Task objective:
Reproduce the text on the 1942 All-Pacific Coast football team in full, word for word, with its original line breaks and punctuation.

= 1942 All-Pacific Coast football team =

American all-star college football team

The 1942 All-Pacific Coast football team consisted of American football players chosen by various organizations for All-Pacific Coast teams for the 1942 college football season. The organizations selecting teams in 1942 included the Associated Press (AP) and the United Press (UP).

UCLA, Washington State, Stanford and USC finished first through fourth, respectively, in the Pacific Coast Conference (PCC), and each of those teams placed two players named on the first teams selected by either the AP or UP. Conference champion UCLA was ranked No. 13 in the final AP poll and was represented by quarterback Bob Waterfield (AP, UP) and guard Jack Lescoulie (AP, UP). Stanford was ranked No. 12 in the final AP poll and was represented by guard Chuck Taylor (AP, UP), a College Football Hall of Fame inductee, and tackle Ed Stamm (AP, UP).

Supplied material:
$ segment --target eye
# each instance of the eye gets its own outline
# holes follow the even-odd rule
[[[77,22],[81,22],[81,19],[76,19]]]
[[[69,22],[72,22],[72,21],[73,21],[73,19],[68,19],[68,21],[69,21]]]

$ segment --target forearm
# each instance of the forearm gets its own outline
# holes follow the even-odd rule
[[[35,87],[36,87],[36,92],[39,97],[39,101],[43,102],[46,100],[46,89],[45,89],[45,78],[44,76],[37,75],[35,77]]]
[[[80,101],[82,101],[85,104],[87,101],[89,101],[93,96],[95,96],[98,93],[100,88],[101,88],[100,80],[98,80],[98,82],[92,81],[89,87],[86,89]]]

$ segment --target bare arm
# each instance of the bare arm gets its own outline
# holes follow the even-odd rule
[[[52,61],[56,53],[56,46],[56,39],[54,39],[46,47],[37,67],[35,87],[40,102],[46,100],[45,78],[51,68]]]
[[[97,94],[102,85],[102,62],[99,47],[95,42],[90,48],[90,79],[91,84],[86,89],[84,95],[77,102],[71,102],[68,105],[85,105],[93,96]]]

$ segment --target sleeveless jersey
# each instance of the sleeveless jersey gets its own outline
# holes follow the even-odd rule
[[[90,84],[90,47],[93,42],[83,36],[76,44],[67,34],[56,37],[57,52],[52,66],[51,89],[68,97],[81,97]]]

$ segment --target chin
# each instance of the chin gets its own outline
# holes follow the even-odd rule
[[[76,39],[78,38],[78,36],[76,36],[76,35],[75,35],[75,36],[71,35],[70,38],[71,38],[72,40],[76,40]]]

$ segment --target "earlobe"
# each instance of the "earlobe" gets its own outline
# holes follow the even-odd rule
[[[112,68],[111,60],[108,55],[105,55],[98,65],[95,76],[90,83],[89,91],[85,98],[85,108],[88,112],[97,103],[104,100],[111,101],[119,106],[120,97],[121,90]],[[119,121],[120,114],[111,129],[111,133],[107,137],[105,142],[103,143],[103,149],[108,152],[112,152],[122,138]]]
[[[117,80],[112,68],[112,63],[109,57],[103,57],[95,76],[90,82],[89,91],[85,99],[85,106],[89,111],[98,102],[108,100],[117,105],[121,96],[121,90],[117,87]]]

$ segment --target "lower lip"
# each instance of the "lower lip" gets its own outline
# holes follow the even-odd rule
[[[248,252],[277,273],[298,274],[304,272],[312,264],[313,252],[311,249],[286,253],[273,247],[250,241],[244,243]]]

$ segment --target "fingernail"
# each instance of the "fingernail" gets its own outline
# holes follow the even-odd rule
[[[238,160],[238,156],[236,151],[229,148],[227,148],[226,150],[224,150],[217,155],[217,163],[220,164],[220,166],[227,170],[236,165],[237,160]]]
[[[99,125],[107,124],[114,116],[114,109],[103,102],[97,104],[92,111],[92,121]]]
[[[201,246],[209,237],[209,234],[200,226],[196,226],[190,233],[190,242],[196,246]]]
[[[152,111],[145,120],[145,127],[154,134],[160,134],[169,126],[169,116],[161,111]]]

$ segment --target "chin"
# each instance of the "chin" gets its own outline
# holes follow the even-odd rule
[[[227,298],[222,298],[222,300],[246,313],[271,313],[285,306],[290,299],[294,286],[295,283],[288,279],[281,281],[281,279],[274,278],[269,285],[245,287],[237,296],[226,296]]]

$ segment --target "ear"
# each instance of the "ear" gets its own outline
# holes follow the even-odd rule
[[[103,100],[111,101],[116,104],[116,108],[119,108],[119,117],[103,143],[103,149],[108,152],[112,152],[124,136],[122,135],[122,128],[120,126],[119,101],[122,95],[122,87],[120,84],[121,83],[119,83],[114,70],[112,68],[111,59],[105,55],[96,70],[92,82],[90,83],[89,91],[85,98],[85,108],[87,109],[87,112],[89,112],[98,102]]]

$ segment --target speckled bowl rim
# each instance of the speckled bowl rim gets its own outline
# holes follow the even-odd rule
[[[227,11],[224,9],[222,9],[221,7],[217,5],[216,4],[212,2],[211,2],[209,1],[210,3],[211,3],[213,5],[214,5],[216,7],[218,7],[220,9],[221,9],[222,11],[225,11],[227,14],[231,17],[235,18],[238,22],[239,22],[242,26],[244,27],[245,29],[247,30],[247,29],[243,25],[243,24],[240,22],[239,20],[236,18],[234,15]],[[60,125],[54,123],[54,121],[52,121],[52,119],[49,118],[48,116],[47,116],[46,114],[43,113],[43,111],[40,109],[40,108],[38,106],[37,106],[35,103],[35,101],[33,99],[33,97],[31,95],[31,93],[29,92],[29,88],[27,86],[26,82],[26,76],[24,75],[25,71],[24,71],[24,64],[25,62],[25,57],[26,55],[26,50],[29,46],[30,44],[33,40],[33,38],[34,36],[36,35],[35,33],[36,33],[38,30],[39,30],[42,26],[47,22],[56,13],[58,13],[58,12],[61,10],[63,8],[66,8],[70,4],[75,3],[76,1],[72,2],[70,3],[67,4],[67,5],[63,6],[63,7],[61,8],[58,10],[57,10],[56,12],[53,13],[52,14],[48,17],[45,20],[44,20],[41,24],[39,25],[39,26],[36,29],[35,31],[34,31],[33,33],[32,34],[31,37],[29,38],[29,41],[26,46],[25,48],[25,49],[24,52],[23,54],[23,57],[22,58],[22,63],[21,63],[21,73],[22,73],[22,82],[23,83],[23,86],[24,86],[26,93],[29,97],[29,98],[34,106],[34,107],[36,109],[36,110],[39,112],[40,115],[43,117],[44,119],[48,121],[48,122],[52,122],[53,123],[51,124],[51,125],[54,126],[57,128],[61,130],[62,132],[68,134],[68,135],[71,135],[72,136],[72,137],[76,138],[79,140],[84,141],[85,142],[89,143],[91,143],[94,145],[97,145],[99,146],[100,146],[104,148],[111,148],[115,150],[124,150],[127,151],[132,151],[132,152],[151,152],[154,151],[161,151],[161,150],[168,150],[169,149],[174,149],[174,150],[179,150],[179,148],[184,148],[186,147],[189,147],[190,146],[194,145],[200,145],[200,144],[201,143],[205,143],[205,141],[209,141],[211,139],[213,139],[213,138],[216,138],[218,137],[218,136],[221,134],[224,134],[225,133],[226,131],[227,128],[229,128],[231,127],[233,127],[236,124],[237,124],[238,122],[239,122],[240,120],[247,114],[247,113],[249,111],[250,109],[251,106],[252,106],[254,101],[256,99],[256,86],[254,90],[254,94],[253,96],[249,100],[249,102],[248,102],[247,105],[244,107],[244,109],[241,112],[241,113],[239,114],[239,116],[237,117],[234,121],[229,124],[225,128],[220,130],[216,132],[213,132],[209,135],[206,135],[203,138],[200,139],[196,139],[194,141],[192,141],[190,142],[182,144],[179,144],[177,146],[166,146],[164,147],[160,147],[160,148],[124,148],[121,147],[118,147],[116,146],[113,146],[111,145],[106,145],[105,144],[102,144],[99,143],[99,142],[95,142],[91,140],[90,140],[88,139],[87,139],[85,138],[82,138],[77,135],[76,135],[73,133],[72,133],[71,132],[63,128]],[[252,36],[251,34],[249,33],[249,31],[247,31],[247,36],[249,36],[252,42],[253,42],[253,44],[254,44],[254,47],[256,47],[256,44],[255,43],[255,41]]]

Answer to the problem:
= 1942 All-Pacific Coast football team =

American all-star college football team

The 1942 All-Pacific Coast football team consisted of American football players chosen by various organizations for All-Pacific Coast teams for the 1942 college football season. The organizations selecting teams in 1942 included the Associated Press (AP) and the United Press (UP).

UCLA, Washington State, Stanford and USC finished first through fourth, respectively, in the Pacific Coast Conference (PCC), and each of those teams placed two players named on the first teams selected by either the AP or UP. Conference champion UCLA was ranked No. 13 in the final AP poll and was represented by quarterback Bob Waterfield (AP, UP) and guard Jack Lescoulie (AP, UP). Stanford was ranked No. 12 in the final AP poll and was represented by guard Chuck Taylor (AP, UP), a College Football Hall of Fame inductee, and tackle Ed Stamm (AP, UP).